### [Dataset rows]
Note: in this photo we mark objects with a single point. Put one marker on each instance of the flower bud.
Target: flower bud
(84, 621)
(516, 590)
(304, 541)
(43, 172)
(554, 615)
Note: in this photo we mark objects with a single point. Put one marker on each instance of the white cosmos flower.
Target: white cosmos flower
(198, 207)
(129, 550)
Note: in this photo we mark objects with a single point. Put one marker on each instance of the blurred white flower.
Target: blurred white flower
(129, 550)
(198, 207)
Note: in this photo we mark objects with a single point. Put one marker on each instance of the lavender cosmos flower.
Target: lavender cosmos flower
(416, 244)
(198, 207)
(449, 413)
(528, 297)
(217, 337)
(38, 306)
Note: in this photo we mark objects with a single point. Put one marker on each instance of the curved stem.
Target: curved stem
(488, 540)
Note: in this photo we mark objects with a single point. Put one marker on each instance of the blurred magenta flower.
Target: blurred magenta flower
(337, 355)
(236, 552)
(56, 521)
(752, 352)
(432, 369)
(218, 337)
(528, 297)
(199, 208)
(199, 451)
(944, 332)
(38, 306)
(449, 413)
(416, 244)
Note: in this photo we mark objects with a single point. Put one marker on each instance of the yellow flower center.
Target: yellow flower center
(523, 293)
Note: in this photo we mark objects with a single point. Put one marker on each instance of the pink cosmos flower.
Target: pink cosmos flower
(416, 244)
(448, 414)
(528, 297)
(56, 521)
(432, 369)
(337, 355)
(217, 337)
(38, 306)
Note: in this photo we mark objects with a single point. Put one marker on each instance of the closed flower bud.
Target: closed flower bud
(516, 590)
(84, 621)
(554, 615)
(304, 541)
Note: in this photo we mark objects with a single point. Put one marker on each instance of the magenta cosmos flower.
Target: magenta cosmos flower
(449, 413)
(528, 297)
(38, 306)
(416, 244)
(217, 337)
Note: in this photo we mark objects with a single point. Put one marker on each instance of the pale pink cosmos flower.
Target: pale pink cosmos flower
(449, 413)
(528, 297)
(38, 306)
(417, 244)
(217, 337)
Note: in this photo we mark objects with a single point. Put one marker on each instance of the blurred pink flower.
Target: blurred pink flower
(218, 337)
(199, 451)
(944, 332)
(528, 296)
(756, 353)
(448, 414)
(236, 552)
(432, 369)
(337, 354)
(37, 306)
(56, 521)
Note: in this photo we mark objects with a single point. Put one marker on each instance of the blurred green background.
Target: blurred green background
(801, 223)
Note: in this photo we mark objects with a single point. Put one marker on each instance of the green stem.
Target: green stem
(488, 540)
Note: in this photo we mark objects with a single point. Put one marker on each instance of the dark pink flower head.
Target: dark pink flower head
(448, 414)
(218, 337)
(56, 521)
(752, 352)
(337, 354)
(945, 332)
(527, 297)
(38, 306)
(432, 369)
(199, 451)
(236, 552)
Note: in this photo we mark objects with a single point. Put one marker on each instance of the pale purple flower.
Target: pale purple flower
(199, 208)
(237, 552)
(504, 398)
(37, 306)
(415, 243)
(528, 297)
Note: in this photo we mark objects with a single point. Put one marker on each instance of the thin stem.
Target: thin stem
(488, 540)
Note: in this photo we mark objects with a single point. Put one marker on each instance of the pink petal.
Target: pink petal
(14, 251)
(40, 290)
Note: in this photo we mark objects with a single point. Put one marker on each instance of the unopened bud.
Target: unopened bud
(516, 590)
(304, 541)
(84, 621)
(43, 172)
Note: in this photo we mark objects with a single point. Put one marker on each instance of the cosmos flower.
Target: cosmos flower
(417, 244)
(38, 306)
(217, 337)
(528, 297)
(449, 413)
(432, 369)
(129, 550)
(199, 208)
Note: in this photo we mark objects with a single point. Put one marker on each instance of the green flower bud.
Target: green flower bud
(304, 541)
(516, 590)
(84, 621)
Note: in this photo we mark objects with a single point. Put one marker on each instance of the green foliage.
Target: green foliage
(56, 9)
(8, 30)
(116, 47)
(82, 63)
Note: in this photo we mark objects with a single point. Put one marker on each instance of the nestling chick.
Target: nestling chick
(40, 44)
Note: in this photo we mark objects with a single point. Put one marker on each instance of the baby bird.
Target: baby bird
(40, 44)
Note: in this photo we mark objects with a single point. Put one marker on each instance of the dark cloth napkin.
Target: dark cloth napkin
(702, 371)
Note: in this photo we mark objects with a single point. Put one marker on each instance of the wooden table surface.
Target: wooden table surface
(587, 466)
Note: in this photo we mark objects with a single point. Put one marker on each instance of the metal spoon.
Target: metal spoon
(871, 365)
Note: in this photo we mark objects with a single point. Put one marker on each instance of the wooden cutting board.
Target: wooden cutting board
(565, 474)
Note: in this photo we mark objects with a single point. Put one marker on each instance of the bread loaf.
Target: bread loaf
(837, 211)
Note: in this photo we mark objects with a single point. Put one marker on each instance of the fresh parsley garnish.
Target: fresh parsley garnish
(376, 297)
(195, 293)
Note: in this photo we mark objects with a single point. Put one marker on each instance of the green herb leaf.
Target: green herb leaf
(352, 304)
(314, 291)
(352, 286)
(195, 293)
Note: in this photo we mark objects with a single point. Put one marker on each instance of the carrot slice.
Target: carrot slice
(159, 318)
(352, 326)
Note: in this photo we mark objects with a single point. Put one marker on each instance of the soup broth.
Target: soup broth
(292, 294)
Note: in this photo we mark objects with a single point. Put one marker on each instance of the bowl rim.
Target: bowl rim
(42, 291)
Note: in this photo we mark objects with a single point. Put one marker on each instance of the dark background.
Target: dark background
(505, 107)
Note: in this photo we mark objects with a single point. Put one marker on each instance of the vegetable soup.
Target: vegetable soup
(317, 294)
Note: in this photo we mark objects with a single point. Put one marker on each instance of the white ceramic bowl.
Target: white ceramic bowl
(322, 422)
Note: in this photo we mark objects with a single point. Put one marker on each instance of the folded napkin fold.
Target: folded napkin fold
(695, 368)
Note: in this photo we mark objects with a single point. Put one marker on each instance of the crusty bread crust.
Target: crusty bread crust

### [Goal]
Substitute "dot" for "marker" in the lines running from the line that contains "the vegetable soup." through the end of the listing, inclusive, and give those lines again with nothing else changed.

### [Full response]
Note: in this photo we mark objects with a single point. Put one dot on each instance of the vegetable soup.
Target: vegetable soup
(317, 294)
Note: in this photo we mark objects with a single point. Put one dot on each instance of the white ceramic bowl.
Target: white ceramic bowl
(322, 422)
Note: in this photo we mark objects with a single point. Put one dot on each instance of the folded napkin fold.
Target: folded napkin fold
(695, 368)
Note: in this photo we mark objects with a single point. Put one dot on each instance of the crusty bread crust.
Target: crusty bread crust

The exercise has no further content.